Now we can troubleshoot the issue and re-run the checks to confirm if this works well again:

No issues returned from our checks, looks good so far.

But let’s take a quick glance into Postgres just to be extra certain…:

Success! Our data quality checks have passed for the extraction stage✅!

Transform (T) 🔨

This is where we define the steps for curating the data into the format. These steps will be a direct function of the data consumer’s expected version of the dataframe.

The data consumers in relation to this stage would be the loading team. Here are their list of expectations:

  • renamed field names to longer form versions

  • using the home + away columns to calculate the points (but deducting 10 points from Everton FC due to FFA violations)

  • sort + reset the index (’position’ field) once the points have been recalculated

Now that the expectations have been defined by the consumer, we can begin our development.

So what do we need to do?

  • Connect to Postgres

  • Create the schema and table for the transformed data

  • Pull data from the extraction layer in Postgres

  • Transform the data based on the consumer requirements

  • Insert the data to the transformed_data table in Postgres

  • Run the data quality tests

├───transformation
│       add_columns.py
│       main.py
│       transformations.py
│       __init__.py

Here’s the transformations.py file:

import pandas as pd

def rename_fields(df):
    """
    Rename each field name to a longer form version.
    """

Dataset:
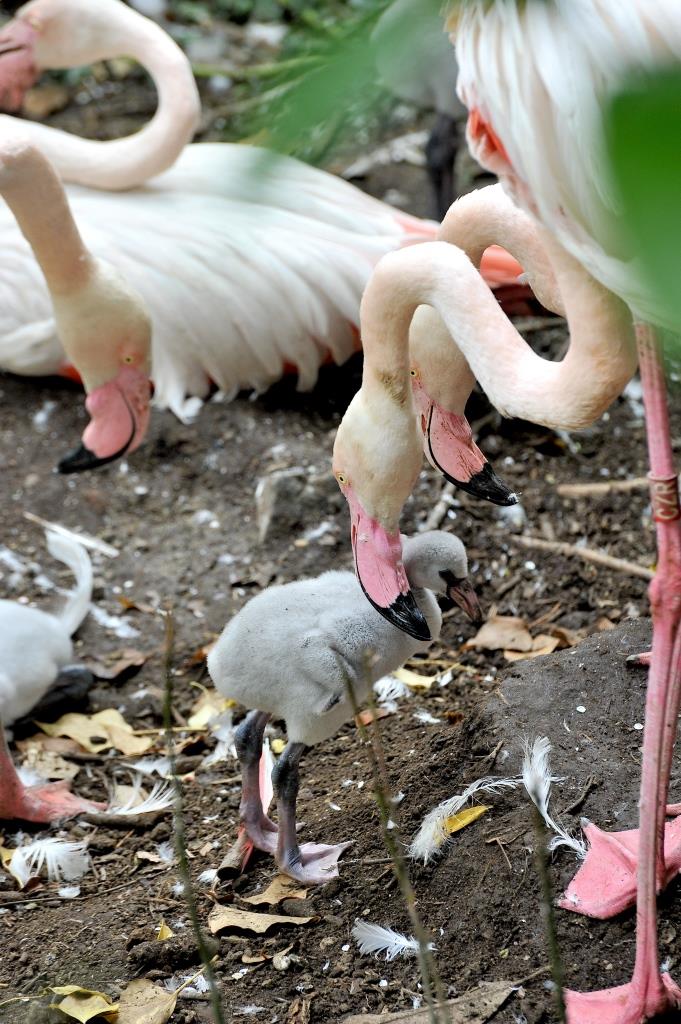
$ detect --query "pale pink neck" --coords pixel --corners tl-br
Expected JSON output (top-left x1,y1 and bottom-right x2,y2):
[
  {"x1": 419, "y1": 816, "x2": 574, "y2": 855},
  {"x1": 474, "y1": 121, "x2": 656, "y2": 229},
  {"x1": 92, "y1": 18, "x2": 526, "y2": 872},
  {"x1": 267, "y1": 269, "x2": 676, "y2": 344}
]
[
  {"x1": 7, "y1": 4, "x2": 201, "y2": 189},
  {"x1": 0, "y1": 140, "x2": 92, "y2": 297},
  {"x1": 361, "y1": 237, "x2": 636, "y2": 429}
]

Given problem: Render this sentence from the data pipeline walkthrough in Spanish: "Now that the expectations have been defined by the consumer, we can begin our development."

Completed exercise: Ahora que las expectativas han sido definidas por el consumidor, podemos comenzar nuestro desarrollo.